YOUR GOAL: Rewrite the lines below, starting at the line that has "reply: (328, 5)." and stopping after the last line, with the requests included. Multiply each answer coordinate by 0.8 and round to whole numbers, halves up, leaving the numbers in the requests and their sample replies unchanged.

[Position identification records]
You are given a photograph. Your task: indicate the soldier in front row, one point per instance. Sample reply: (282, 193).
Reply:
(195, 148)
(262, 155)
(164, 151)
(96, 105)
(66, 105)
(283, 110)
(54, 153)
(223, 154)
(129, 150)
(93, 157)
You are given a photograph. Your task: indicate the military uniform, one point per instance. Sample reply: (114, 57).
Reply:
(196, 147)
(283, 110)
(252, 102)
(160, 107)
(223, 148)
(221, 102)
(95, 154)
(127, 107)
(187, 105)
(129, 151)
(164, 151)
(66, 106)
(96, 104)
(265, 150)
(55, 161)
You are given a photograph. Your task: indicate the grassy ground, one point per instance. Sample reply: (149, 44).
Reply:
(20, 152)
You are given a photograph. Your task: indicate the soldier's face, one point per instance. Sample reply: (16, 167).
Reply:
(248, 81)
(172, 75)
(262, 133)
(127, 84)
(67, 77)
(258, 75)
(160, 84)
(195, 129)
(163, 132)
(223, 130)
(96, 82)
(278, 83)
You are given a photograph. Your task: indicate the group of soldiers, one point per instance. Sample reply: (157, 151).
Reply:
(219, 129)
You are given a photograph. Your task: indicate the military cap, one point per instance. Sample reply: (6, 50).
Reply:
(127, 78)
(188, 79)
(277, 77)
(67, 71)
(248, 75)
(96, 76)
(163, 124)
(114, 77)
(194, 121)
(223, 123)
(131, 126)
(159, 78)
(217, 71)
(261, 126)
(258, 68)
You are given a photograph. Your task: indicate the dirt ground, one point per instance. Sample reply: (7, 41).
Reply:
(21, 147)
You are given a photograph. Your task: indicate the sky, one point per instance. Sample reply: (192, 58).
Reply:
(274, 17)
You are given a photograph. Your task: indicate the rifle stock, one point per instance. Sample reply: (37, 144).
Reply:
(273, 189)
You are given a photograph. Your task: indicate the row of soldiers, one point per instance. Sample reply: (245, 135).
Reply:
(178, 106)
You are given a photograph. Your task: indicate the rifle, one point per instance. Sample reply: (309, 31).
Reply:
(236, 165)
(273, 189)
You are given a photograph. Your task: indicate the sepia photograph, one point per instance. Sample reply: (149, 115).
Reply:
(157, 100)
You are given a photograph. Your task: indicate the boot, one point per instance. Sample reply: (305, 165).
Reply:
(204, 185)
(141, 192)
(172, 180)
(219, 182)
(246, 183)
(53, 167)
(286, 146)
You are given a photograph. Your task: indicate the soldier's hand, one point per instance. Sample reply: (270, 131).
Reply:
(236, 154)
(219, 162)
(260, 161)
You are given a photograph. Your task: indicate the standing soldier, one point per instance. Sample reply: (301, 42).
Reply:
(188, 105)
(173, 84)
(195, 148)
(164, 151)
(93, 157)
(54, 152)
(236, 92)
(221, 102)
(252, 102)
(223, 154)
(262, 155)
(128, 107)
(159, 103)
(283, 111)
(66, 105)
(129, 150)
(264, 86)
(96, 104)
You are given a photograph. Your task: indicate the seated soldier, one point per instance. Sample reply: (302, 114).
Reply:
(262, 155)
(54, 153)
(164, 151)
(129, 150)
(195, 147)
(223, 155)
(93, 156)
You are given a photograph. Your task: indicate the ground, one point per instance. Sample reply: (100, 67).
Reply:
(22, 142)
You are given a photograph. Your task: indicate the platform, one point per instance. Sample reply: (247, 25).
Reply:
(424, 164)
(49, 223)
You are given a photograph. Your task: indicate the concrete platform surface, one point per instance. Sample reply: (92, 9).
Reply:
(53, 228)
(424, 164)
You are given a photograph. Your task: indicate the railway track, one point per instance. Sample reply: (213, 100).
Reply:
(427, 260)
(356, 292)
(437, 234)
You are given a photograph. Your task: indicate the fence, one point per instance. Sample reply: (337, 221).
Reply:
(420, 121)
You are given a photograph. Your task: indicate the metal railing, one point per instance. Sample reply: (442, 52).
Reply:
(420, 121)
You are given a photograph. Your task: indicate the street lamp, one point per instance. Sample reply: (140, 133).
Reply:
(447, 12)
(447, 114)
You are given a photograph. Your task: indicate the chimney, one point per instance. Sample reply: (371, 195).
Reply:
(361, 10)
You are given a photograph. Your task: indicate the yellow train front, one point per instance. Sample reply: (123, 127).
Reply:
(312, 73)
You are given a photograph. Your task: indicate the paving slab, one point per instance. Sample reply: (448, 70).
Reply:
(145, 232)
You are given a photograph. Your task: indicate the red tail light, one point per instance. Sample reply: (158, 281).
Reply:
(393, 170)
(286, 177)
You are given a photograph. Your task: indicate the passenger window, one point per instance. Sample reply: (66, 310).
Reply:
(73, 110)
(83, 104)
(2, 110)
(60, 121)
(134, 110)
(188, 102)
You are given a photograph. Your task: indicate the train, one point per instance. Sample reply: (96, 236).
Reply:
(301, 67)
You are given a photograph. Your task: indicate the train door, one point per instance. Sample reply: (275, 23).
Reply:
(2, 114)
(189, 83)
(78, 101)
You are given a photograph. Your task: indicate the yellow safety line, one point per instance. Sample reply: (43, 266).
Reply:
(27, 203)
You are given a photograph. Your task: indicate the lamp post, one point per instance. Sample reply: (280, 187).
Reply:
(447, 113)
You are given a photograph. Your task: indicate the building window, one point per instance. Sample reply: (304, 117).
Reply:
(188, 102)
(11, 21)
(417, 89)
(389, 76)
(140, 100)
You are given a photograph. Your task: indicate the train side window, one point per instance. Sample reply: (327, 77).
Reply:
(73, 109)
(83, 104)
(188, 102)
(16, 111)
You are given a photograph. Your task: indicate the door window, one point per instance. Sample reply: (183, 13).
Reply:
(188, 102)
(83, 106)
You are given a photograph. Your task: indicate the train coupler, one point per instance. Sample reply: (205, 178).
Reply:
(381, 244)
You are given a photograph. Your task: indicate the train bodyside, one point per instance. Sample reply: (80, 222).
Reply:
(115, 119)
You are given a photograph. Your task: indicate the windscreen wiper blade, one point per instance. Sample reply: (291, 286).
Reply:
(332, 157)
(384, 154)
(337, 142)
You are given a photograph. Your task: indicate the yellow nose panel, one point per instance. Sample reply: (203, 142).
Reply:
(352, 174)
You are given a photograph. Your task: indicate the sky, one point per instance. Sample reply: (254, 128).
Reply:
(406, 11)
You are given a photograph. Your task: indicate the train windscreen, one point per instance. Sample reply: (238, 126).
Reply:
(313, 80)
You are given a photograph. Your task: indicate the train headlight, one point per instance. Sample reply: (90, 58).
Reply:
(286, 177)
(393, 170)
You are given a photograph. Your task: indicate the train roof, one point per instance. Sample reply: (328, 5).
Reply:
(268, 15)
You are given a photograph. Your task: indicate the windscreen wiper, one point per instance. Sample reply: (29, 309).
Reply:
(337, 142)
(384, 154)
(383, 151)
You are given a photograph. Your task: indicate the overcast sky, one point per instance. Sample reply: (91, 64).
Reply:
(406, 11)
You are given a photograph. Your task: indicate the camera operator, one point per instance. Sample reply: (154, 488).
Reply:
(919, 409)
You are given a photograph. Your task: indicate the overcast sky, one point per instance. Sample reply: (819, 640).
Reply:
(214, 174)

WORKED ANSWER:
You are given a photograph. Your task: indicate the train roof, one point per instance. Sample reply: (328, 5).
Reply:
(214, 12)
You are given a photograph. Your task: indicate the windscreen wiper, one point per instance. Sample reply: (29, 309).
Reply:
(270, 114)
(307, 123)
(306, 121)
You are given a photograph. Your task: indicate the overcast sky, one point per instance. Sample reply: (91, 64).
Reply:
(325, 9)
You are given a photograph. Your task: indicate the camera operator, one point per instance. Sample reply: (154, 488).
Reply:
(735, 327)
You are given a photograph. Your task: indicate the overcast sky, one point per instance. Sample reply: (819, 640).
Reply:
(171, 139)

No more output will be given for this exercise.